■ Using the information ■
1. From the review of I Love LA, copy everything from "Photo: Kenny Laubbacher/HBO" down to "person she’s becoming.", without changing a word.
2. In the review of I Love LA, which actor plays Dylan?
3. Continue the review of I Love LA from the point where it stops.

Start of Passage

I Love LA drops its best episode yet
"Ugh, chill culture is so annoying to me. You can't all be lifeguards."
Photo: Kenny Laubbacher/HBO
For weeks, I’ve been making two (somewhat related) arguments about I Love LA: that it’s a remarkably classic sitcom when you pare down its Gen Z sensibility, and that it’s mostly been hampered by a sketch-like approach to its storylines. Enter “Divas Down,” which takes a page out of Friends (yes, you won’t convince me otherwise!) and gives us the kind of stakes we needed in order to make Maia (Rachel Sennott) finally have to grapple with the (awful) person she’s becoming.
Well, “becoming” is perhaps debatable. For if there’s anything we’ve learned over the past seven episodes is that Maia and her friends are maybe not as nice as they all think they are. But nice, in their world (of likes and fame, connections and clout) doesn’t get you far. The one person who is nice in the show is Dylan (Josh Hutcherson), who is, perhaps, starting to see his girlfriend in a new light. I mean, at the start of the episode when he’s trying to put up a shelf up in their living room, he finds himself knowing by heart her little acerbic quips about L.A. (“I kind of hate the beach. It’s like, sand is just dirt, and we’re all pretending that it’s not”) and rolling his eyes at her performative (and repetitive) brand of cynicism.

End of Passage
Start of Data under study

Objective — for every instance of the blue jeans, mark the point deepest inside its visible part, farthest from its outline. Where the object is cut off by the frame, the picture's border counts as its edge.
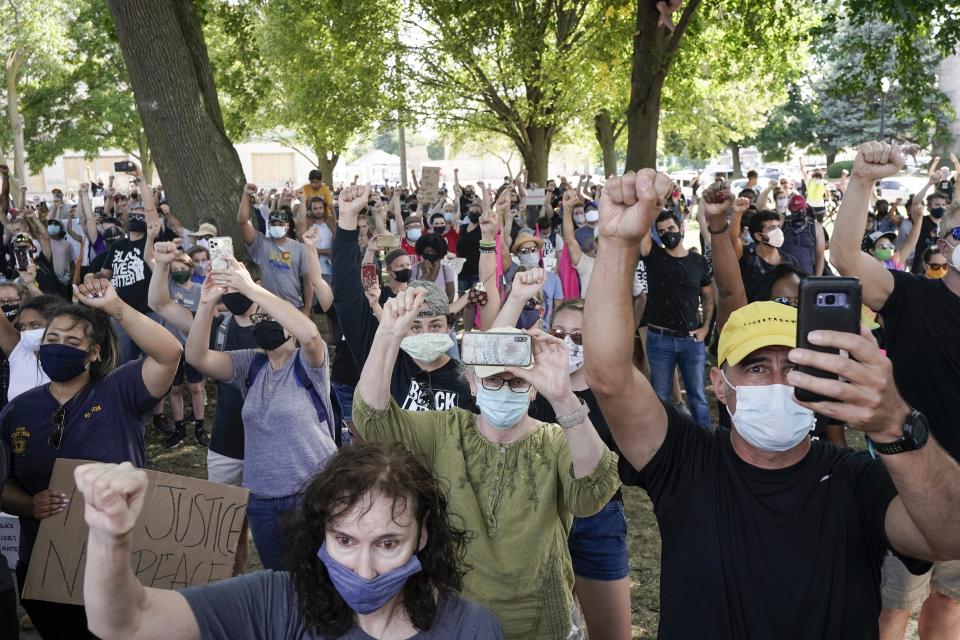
(268, 517)
(664, 354)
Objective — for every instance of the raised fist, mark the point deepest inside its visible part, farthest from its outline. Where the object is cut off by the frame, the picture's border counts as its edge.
(877, 160)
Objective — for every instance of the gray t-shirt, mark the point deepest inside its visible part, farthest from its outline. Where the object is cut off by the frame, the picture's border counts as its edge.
(281, 266)
(264, 606)
(285, 443)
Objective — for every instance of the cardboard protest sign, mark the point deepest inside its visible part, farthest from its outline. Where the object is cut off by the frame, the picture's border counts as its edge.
(535, 197)
(186, 535)
(430, 185)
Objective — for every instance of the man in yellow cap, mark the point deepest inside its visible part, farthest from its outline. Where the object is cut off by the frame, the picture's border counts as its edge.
(766, 533)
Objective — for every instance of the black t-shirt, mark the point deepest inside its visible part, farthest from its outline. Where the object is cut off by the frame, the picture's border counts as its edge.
(753, 268)
(468, 247)
(541, 410)
(673, 300)
(227, 436)
(760, 553)
(920, 319)
(130, 274)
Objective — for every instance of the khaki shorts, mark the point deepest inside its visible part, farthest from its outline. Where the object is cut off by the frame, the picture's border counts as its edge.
(900, 589)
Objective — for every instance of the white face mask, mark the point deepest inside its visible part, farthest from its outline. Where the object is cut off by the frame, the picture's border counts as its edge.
(426, 347)
(768, 417)
(775, 237)
(575, 361)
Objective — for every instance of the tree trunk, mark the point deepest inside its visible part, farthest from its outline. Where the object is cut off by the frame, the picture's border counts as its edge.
(735, 155)
(177, 101)
(603, 128)
(654, 50)
(12, 70)
(536, 154)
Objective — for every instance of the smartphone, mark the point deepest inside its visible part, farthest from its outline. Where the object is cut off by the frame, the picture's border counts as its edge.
(826, 303)
(368, 275)
(492, 348)
(21, 257)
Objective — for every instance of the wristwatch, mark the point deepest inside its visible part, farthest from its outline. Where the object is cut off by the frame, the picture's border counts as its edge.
(575, 418)
(916, 432)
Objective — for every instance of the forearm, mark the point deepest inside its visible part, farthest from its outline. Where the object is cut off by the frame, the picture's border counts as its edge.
(586, 447)
(374, 384)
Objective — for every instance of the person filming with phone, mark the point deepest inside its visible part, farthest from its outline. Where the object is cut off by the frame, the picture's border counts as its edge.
(767, 534)
(517, 482)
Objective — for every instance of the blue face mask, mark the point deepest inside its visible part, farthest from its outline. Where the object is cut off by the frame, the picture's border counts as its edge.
(62, 362)
(362, 595)
(503, 408)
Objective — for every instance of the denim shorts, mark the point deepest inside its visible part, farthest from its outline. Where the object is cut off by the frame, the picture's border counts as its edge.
(598, 544)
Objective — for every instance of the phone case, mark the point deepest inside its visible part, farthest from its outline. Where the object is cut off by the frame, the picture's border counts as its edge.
(497, 349)
(816, 314)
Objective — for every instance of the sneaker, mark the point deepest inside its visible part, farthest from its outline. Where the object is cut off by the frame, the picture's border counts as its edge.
(162, 426)
(176, 438)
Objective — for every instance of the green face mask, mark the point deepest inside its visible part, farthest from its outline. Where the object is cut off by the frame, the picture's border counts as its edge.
(180, 276)
(883, 254)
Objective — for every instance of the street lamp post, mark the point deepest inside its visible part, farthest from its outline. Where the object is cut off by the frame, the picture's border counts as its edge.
(884, 88)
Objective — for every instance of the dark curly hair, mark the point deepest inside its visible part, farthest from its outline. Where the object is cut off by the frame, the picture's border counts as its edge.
(388, 470)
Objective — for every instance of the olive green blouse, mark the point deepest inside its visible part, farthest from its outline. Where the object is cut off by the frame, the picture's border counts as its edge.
(518, 499)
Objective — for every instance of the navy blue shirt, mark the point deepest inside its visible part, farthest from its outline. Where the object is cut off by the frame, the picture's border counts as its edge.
(103, 423)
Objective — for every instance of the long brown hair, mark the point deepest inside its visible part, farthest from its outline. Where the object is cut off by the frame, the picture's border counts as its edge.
(388, 470)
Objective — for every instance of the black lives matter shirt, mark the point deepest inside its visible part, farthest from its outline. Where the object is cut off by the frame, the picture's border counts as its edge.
(758, 553)
(920, 320)
(673, 300)
(413, 388)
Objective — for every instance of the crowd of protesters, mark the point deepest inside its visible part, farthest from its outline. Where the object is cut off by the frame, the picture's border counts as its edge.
(397, 492)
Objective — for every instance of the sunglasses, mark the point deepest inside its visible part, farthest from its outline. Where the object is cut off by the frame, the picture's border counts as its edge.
(576, 336)
(58, 419)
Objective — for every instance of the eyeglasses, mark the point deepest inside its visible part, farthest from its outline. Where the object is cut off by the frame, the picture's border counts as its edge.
(517, 385)
(790, 302)
(576, 336)
(58, 419)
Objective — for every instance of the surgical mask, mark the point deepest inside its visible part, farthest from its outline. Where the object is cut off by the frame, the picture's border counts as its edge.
(236, 303)
(671, 239)
(502, 409)
(426, 347)
(268, 334)
(529, 260)
(180, 277)
(883, 254)
(62, 362)
(768, 417)
(575, 359)
(365, 595)
(775, 238)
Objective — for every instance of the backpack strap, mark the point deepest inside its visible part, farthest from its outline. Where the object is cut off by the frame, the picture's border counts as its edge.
(221, 338)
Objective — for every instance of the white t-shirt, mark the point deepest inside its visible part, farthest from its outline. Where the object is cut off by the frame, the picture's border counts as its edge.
(25, 370)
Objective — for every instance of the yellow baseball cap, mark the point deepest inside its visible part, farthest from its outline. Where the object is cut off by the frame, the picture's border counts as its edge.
(755, 326)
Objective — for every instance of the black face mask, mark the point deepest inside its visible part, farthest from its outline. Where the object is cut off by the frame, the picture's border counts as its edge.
(236, 303)
(671, 239)
(268, 334)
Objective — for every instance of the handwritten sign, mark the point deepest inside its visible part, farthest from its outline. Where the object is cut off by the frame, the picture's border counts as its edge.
(430, 185)
(186, 535)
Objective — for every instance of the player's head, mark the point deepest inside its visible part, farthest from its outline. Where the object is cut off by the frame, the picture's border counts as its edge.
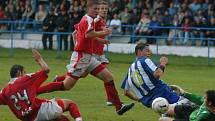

End of Data under study

■ Solved problems ■
1.
Photo: Kenny Laubbacher/HBO
For weeks, I’ve been making two (somewhat related) arguments about I Love LA: that it’s a remarkably classic sitcom when you pare down its Gen Z sensibility, and that it’s mostly been hampered by a sketch-like approach to its storylines. Enter “Divas Down,” which takes a page out of Friends (yes, you won’t convince me otherwise!) and gives us the kind of stakes we needed in order to make Maia (Rachel Sennott) finally have to grapple with the (awful) person she’s becoming.

2. Josh Hutcherson plays Dylan.

3.
Not that she notices. Maia is way too focused on Antoine (Tim Baltz), the organizer of the Formé dinner in New York City. Unlike Dylan, you may not know what that is, but to hear Maia and Alyssa (Leighton Meester) talk about it, it is the tastemaking event of Fashion Week. Getting Tallulah (Odessa A’zion) on the guest list is a must—for Maia. Alyssa is intent on pushing her own client, Camilia, for when Antoine visits the Alyssa 180 offices.
But when Antoine and his (gay, French, prissy) assistant show up, he’s enthralled by the Ritz photo Alyssa put up: “She loves ze cracker,” he says. That’s all Maia needs to jump in and hijack Antoine’s chat with her boss, all while wearing the same top. “You are like a mini Alyssa,” he says. “It’s like little nesting dolls.” It shows us once more how driven she can be—and give us a taste of the kind of manager she can be and why Alyssa should be worried about her.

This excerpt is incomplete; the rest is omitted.